Um golpe descrito por quem não o viu acontecer...



Lembramos no começo desta semana os 60 anos de um golpe militar que, iniciado no dia 31/03/1964, interrompeu a democracia brasileira conquistada no pós-guerra e fez o país mergulhar numa noite que acabou durando mais de duas décadas com o agravamento na vigência do terrível AI-5.

Foram anos de covardia, supressão de direitos,  censura, perseguições políticas, prisões arbitrárias, torturas, e mortes com o desaparecimento de corpos. Algo que gerou sequelas numa sociedade sem que houvesse a tempo uma devida punição para os agressores da democracia e dos direitos humanos.

※ ※ ※

◆ INSTRUÇÃO ESCRITA 1
Transcreva, do texto sobre o golpe de 1964, o trecho que começa nas palavras que contêm "Lembramos no começo" e termina em "dos direitos humanos.".
◆ INSTRUÇÃO ESCRITA 2
Dê sequência ao texto sobre o golpe militar de 1964, começando logo depois da última frase mostrada.
As linhas abaixo não têm nenhuma relação com o texto.

Registros de rotulagem e segmentação:
※ ※ ※

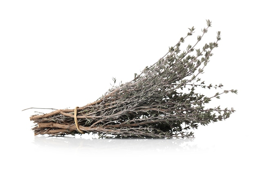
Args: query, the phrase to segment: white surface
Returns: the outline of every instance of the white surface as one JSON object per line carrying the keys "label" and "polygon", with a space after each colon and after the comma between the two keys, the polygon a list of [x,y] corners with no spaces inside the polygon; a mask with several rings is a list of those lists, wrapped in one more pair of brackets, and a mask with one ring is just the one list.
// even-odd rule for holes
{"label": "white surface", "polygon": [[[254,169],[253,4],[172,1],[0,1],[1,169]],[[193,139],[34,137],[29,117],[47,112],[21,110],[93,102],[112,77],[131,80],[188,28],[195,27],[188,40],[195,40],[208,19],[202,41],[215,41],[218,31],[222,40],[200,77],[238,91],[213,103],[236,110],[225,121],[200,126]]]}

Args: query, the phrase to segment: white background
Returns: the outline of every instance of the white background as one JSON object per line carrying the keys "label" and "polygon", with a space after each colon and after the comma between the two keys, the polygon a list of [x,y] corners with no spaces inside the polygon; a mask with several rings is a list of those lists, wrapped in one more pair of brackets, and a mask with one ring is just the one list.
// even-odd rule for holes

※ ※ ※

◆ RESPOSTA CERTA 1
Lembramos no começo desta semana os 60 anos de um golpe militar que, iniciado no dia 31/03/1964, interrompeu a democracia brasileira conquistada no pós-guerra e fez o país mergulhar numa noite que acabou durando mais de duas décadas com o agravamento na vigência do terrível AI-5.

Foram anos de covardia, supressão de direitos,  censura, perseguições políticas, prisões arbitrárias, torturas, e mortes com o desaparecimento de corpos. Algo que gerou sequelas numa sociedade sem que houvesse a tempo uma devida punição para os agressores da democracia e dos direitos humanos.

◆ RESPOSTA CERTA 2
Durante esse período, vim ao mundo e nem tinha ideia da tragédia que o Brasil vivia. Ainda criança, foi aprovada a Lei da Anistia numa época em que eu ainda aprendia a falar. Porém, anos mais tarde, tive a oportunidade de testemunhar a primeira eleição geral (exceto para Presidente), ocorrida em 1982, quando Leonel Brizola foi eleito governador no Rio de Janeiro, cidade onde a cultura ainda era pulsante.

Recordo quando colecionava os santinhos e folhetos catados na rua como se fosse o álbum de figurinhas da Copa do Mundo que o Brasil perdeu pra Itália. Cantava as musiquinhas dos candidatos e via como os meus familiares divergiam entre si, em que uns eram Brizola e outros Moreira Franco. Para surpresa de muita gente, um índio, o Mário Juruna, virou deputado pelo PDT!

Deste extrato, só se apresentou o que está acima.